§ Task:
Report every line in the material below that contains the word "shoe", copying each line in full. Case counts.

+++++

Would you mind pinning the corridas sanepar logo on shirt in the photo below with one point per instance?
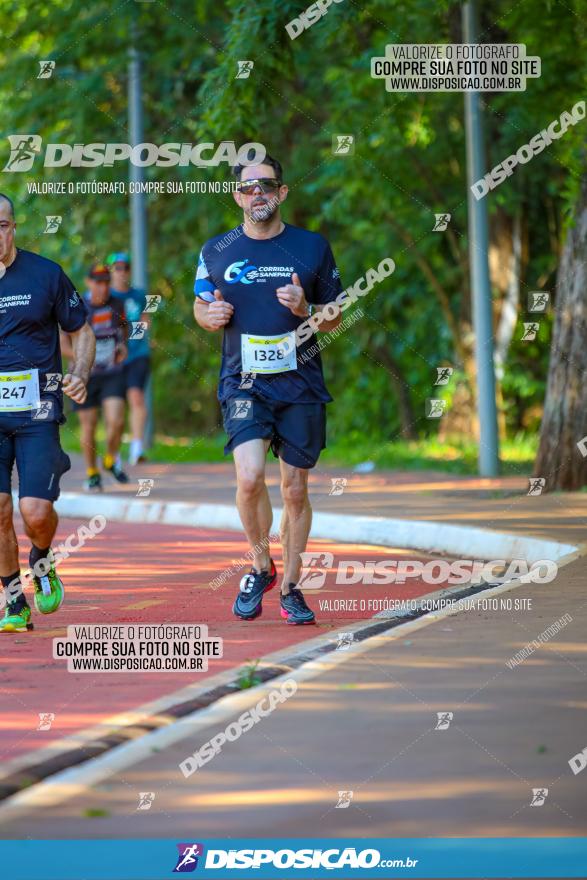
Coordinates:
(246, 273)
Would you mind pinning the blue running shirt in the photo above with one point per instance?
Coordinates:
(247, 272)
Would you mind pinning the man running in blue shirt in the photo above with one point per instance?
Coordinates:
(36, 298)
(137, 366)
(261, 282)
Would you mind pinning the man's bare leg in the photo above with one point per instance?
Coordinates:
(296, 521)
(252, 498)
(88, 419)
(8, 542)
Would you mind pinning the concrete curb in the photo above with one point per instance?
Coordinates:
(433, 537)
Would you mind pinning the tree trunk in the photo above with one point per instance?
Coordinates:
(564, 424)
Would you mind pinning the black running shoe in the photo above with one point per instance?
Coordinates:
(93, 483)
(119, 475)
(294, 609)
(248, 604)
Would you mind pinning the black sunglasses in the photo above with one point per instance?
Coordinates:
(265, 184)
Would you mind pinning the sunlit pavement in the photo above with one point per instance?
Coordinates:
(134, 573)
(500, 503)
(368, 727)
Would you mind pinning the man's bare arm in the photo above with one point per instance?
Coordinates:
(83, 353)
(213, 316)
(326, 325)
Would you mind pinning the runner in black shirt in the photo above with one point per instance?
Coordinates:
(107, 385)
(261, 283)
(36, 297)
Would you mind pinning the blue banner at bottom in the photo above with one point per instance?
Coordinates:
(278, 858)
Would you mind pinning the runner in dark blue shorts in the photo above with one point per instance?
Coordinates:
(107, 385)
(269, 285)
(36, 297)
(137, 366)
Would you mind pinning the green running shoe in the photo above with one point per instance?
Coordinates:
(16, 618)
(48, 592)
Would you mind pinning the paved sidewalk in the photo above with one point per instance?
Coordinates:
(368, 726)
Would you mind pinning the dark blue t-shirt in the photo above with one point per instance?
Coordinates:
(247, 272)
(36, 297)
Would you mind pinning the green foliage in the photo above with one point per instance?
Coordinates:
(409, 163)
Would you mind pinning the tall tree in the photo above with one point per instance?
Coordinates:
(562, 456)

+++++

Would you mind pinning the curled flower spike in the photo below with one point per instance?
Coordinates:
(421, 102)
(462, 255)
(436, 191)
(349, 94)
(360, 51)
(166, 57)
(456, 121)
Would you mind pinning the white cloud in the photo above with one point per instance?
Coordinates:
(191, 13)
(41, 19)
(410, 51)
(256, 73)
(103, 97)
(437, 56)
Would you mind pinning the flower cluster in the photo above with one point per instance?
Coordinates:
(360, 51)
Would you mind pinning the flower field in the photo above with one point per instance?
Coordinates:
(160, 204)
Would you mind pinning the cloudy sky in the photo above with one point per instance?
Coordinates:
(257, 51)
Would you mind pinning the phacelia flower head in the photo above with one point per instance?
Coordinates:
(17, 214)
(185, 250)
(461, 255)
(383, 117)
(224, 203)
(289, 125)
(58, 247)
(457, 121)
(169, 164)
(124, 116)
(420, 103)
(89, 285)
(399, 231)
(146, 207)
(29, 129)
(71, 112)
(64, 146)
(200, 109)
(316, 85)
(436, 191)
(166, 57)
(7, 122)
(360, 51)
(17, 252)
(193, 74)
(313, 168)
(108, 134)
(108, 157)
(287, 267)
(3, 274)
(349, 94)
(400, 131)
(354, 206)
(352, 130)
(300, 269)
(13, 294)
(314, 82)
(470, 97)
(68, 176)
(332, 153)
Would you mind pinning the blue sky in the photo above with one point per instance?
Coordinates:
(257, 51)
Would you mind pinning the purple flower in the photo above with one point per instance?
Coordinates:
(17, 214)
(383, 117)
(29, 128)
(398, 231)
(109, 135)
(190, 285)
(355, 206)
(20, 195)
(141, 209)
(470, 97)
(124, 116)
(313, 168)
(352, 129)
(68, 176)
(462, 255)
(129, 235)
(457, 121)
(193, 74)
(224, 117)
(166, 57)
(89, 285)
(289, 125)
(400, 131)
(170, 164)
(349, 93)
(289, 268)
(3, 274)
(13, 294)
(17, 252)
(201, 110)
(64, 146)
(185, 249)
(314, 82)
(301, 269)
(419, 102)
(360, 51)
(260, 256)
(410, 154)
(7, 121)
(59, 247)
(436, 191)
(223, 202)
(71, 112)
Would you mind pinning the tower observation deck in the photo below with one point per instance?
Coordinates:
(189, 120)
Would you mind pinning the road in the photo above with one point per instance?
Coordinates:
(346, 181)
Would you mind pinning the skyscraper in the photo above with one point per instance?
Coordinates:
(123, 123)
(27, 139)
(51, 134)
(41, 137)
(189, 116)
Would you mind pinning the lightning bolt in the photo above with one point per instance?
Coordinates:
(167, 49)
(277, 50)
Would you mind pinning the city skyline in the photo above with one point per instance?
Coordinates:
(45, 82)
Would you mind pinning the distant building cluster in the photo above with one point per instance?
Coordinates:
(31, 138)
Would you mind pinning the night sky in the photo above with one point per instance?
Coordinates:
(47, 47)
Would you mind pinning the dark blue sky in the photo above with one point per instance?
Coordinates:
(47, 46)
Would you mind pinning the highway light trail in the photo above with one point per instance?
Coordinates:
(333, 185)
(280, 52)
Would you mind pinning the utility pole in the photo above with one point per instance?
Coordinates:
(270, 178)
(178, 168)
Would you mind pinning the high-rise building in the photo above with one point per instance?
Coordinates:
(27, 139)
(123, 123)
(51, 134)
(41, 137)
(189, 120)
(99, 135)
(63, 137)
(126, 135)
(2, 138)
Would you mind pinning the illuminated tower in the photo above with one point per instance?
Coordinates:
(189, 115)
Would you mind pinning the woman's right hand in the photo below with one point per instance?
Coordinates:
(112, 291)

+++++

§ Result of the exercise:
Would you mind pinning the black running shoe in the photo above with one point per instance?
Would you mind pinning the green running shoe in the photo above with one point per instance?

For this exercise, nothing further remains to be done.